*TASK STATEMENT*: Please continue the Brexit school-trip travel advice below, picking up after its last sentence.

*DOCUMENT EXCERPT*:
************
How will Brexit affect my school trip? 

Many groups have questions about what might happen after 31 January 2020 when the UK leaves the European Union (EU). ABTA has identified actions travellers may wish to take in advance to help avoid unnecessary future disruption.

This information only covers areas where travellers can take reasonable action or put plans into place now. Areas where the situation is still unclear are not included, but the information will be updated once clarified. Please see a summary below of the latest advice from ABTA, more information can be found here.

 

Advice from European Study Tours 

For groups traveling up until 31st December 2020

Passport:
Valid passports can still be used. You do not need to have six months left on your passport to travel to the EU. Your passport does however need to be valid for the whole of your trip.
Insurance:
Your package includes travel insurance which provides cover for medical expenses (please remember that a £50.00 excess applies and that any pre-existing conditions must be declared as outlined in the policy document).
EHIC: 
UK registered EHICs will still be valid throughout 2020.
                

For groups travelling from 1st Jan 2021 
Passport:
All British passport holders should have 6 months left on their passport from the date of arrival. This applies to adult and child passports. In addition, if you renewed a 10-year adult passport before it expired, extra months may have been added to your passport’s expiry date. These extra months will not count.
Insurance:
Your package includes travel insurance which provides cover for medical expenses (please remember that a £50.00 excess applies and that any pre-existing conditions must be declared as outlined in the policy document). 
EHIC: 
It’s not known yet whether UK registered EHICS will still be valid. 

If you're travelling with European Study Tours and have any specfic questions. please contact your Tour Planner.

 

 

Brexit: advice for travellers - issued by ABTA 

The UK will enter a transition period after Brexit on 31 January 2020 until the end of December 2020. During the transition period, everything will continue to remain the same and you can travel in the same way as you do at the present time.

 

Common questions about travel after 31 January 2020

Will flights still operate?

During the transition period, everything will stay the same until the end of December 2020 and flights will continue as normal. 

Will ferries and cruise ships still sail?

Ferry services and cruises will still sail as the majority of the rules under which they operate are not based on EU rules, but are international.

Will my coach journey still operate?

Coaches will still be able to travel to and from the EU, and are expected to continue to take passengers to and around EU countries as usual.

Will trains from the UK to the EU still operate?

Trains from the UK to the EU will continue to operate. Ahead of your journey, check with your travel company to see if there is any additional information you need to be aware of.
************
*GIVEN RECORDS*:
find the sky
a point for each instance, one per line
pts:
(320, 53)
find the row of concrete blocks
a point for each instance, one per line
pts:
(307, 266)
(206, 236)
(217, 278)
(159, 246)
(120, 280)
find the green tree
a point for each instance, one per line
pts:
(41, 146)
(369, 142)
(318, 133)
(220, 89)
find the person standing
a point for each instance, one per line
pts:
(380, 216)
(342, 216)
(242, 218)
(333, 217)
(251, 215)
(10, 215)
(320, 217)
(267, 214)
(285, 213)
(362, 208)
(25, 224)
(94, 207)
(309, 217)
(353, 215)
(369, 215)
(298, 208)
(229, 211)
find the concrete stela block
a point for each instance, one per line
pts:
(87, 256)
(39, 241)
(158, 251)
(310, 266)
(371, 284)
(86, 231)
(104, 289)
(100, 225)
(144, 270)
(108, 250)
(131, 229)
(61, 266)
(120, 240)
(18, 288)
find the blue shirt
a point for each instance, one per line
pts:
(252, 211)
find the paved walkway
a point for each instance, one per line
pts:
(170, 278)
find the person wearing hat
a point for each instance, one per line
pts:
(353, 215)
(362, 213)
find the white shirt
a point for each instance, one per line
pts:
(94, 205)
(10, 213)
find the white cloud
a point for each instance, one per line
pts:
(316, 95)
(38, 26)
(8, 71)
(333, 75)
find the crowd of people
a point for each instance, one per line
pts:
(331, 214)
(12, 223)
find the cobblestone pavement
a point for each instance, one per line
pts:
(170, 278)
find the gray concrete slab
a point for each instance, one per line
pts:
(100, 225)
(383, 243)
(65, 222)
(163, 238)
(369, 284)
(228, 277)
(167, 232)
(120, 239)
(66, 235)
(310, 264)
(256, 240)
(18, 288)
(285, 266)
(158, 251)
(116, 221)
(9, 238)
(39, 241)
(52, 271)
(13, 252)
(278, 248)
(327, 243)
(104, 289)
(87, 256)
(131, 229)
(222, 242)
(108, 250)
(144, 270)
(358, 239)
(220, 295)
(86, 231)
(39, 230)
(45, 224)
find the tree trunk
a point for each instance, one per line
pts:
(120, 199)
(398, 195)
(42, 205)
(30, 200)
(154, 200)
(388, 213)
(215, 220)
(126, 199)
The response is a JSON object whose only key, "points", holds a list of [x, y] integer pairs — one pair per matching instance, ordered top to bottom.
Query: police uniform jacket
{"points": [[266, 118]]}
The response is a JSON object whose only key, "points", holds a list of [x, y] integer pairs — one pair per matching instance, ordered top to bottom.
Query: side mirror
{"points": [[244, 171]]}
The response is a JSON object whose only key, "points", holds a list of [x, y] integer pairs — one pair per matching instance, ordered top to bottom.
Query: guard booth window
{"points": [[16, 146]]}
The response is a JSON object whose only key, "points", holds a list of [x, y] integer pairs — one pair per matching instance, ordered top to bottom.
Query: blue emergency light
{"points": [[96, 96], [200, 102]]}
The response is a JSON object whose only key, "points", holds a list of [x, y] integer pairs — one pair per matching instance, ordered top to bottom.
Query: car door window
************
*RESPONSE AREA*:
Will I need a visa to travel to the EU after Brexit?

The European Parliament has confirmed that UK travellers won’t need a visa to travel to the EU after Brexit for short-term business or leisure trips. UK citizens will be able to visit the EU for up to 90 days within a 180-day period without a visa.

Should I take out travel insurance to cover Brexit?

The best way to protect your trip is to book a package – it is then the travel provider’s responsibility to make sure your holiday is provided and to offer an alternative or refund if it cannot be delivered.

It is important that whenever and wherever you travel that you have adequate travel insurance which covers your specific needs, including any known medical conditions or activities you plan to do. It is also worth checking the detail of the policy around travel disruption including delays or cancellations as policies do vary. You can also speak to your travel insurance provider about whether they provide any specific cover for Brexit.

 

Advice for travellers

This information only covers areas where you can take reasonable action or put plans into place now. Areas where the situation is still unclear are not included, but the information will be updated once clarified. The Government also has information for travellers available at gov.uk/EUexit

Passports

Valid passports can still be used. You no longer need to have six months left on your passport to travel to the EU. However, your passport does need to be valid for the entire duration of your trip. 

European Health Insurance Card & travel insurance

The European Health Insurance Card (EHIC) allows any EU citizen to access state medical care when they are travelling in another EU country. UK registered EHICs will still be valid during the transition period. ABTA has always advised travellers to make sure they have appropriate travel insurance, whether they have an EHIC card or not, as there are limitations to EHIC.

When travelling in the EU and beyond, it is important you take out travel insurance and check that it covers your current circumstances, including any medical conditions. If you have an annual policy, make sure you check the Terms and Conditions and contact your insurance provider if you’re not sure.

Data roaming

Under EU rules, the cost of making calls, sending messages or using the internet on your phone in the EU is the same in the UK and this will continue after 31 January 2020.

 

Information correct as of 30 January 2020.